Performance artist Bobby Baker's diary of the drawings she created during the 11 years she struggled with mental illness has been chosen as the Mind Book of the Year.
Authors and judges of the prize Fay Weldon, Blake Morrison and Michele Roberts found Baker's Diary Drawings: Mental Illness and Me to be the book which had provided the greatest literary contribution to increasing understanding of mental health issues over the last year. A collection of 158 drawings and watercolours from the hundreds Baker drew daily between 1997 and 2008, it is an "astonishing insight" into the artist's journey to recovery after she was diagnosed with borderline personality disorder in 1996, said Mind, and "a graphic, often darkly comic insight into the life of an artist grappling with huge internal upheavals".

[Source material]

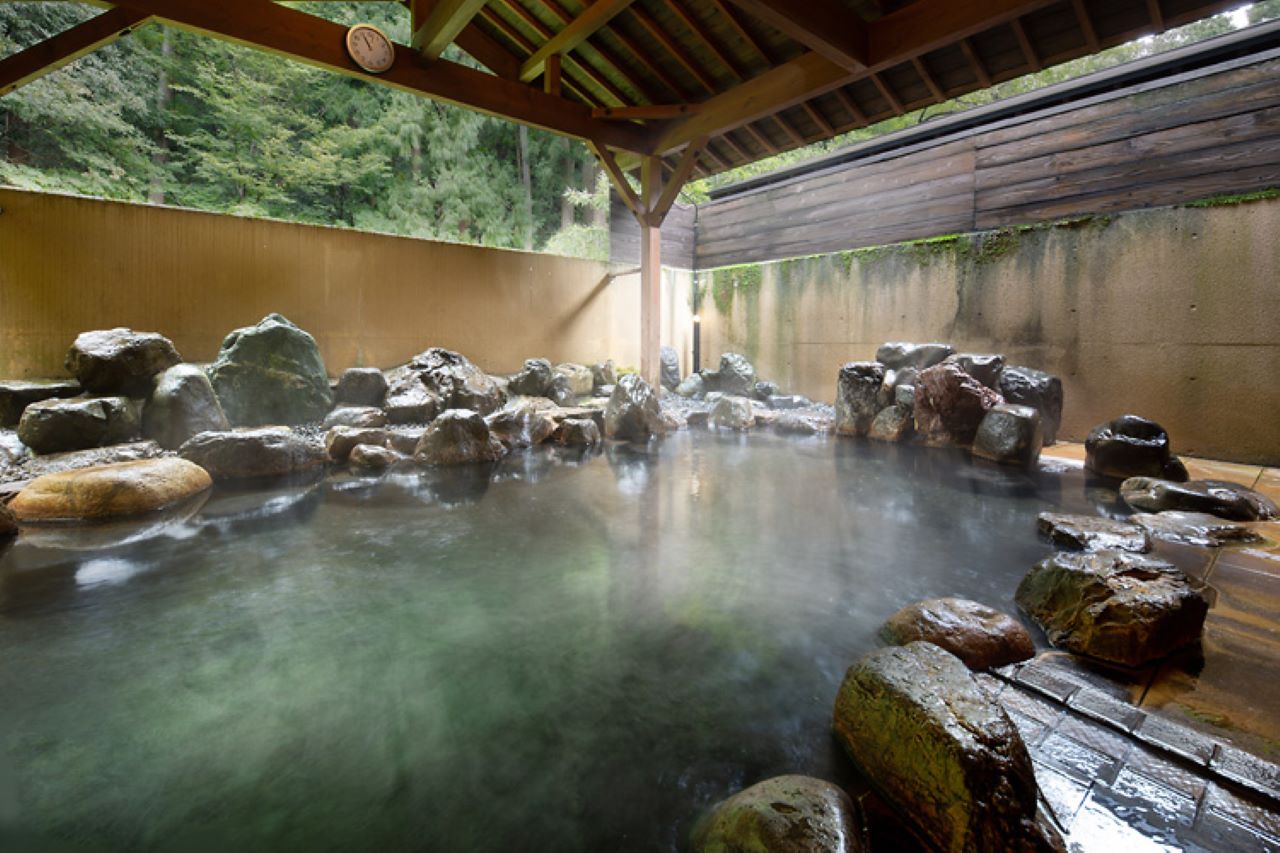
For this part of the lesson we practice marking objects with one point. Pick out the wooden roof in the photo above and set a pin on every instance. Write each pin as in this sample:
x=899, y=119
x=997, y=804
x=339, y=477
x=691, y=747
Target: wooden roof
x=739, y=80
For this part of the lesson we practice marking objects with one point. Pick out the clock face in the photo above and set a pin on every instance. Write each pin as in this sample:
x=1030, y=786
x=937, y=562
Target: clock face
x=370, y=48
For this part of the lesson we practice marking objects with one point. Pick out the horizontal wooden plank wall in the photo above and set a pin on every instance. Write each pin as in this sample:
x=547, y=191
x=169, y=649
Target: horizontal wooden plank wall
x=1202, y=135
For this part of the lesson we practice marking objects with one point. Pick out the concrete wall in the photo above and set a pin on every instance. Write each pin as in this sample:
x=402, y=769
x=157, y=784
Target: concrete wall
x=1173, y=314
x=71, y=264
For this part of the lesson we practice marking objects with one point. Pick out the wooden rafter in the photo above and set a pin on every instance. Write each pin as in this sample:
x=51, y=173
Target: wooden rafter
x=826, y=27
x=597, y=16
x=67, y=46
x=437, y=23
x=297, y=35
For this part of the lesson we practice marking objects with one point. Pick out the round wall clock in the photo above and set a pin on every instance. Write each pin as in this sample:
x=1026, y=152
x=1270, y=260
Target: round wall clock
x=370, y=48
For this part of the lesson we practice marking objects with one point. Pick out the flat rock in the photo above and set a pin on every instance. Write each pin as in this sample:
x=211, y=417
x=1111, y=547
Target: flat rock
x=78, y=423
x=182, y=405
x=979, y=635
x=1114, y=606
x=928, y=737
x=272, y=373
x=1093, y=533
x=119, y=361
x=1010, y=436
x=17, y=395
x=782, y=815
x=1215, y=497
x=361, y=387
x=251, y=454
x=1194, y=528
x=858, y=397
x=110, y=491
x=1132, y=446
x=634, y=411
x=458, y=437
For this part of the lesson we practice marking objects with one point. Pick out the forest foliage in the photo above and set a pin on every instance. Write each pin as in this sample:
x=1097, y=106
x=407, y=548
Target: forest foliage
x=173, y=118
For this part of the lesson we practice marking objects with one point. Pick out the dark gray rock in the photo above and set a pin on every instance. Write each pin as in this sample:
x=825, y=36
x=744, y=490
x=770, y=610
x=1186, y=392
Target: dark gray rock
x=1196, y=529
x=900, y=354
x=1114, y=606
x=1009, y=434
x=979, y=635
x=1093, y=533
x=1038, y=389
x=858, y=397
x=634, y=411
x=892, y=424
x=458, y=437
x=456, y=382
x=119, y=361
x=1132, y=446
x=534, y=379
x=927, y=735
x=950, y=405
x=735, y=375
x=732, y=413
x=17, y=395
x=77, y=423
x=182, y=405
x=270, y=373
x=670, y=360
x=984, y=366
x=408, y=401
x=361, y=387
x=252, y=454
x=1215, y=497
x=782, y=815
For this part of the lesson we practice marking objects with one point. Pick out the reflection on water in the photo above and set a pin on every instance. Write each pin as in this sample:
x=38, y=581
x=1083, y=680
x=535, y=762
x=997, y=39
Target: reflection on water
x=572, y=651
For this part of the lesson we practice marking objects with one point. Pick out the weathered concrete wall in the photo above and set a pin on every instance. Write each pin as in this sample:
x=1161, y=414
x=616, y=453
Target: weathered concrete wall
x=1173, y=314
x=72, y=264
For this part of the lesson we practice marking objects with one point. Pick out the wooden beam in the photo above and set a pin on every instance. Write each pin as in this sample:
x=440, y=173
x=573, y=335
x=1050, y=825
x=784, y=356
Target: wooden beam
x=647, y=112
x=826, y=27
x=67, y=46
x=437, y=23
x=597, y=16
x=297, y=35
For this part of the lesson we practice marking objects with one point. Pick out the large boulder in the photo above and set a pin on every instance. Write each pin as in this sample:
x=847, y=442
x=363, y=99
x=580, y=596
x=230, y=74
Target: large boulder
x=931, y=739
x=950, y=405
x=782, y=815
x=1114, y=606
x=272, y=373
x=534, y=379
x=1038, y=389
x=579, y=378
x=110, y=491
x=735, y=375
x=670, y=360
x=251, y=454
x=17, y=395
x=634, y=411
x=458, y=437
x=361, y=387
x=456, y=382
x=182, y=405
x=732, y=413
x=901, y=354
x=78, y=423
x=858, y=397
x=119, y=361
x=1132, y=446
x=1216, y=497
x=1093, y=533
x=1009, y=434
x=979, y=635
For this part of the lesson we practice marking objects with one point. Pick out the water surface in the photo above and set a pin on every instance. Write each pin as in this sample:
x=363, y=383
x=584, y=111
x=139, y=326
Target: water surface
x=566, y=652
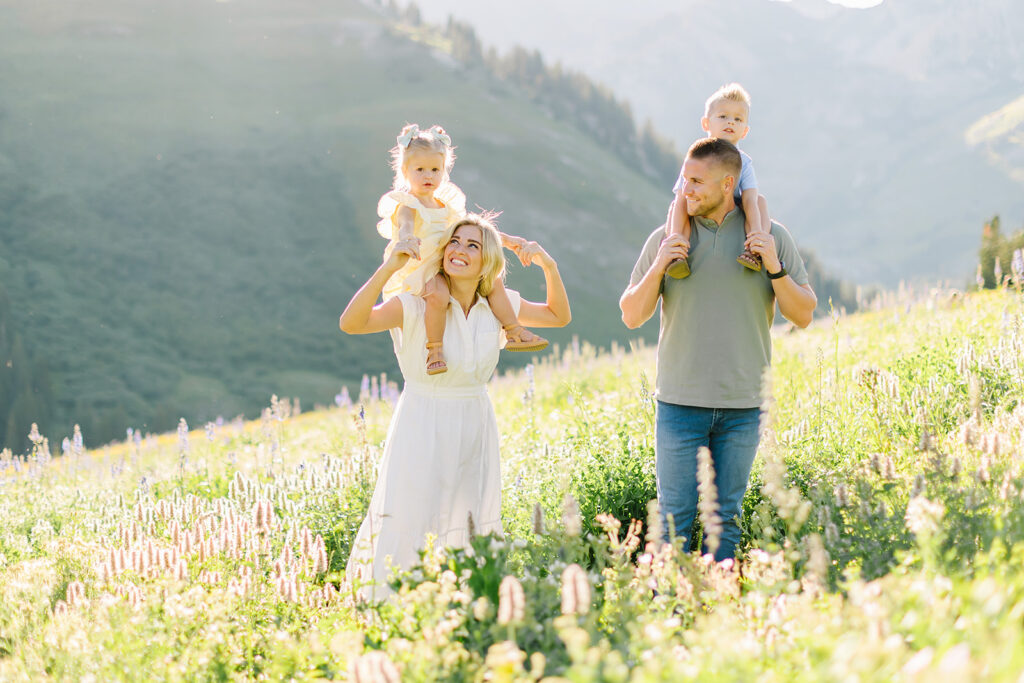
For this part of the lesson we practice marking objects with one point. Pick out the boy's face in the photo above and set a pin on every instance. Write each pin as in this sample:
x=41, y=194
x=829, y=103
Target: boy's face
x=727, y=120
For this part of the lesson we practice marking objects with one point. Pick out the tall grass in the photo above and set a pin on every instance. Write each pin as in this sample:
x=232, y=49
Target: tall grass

[What the task requires]
Continue the article above on Bobby Baker's Diary Drawings winning the Mind Book of the Year, starting after its last sentence.

[Result below]
Author Emma Henderson was named runner-up for her debut novel Grace Williams Says It Loud, a "passionate and honest portrayal" of 11-year-old Grace's life in a mental hospital which was also shortlisted for the Orange prize for fiction. From memoir to fiction, the other authors in the running for the Mind award were Joanne Limburg for The Woman Who Thought Too Much, John Marzillier for The Gossamer Thread, Candia McWilliam for What to Look for in Winter, Tim Parks for Teach Us to Sit Still, Wendy Perriam for Broken Places and Rupert Thomson for The Party's Got to Stop.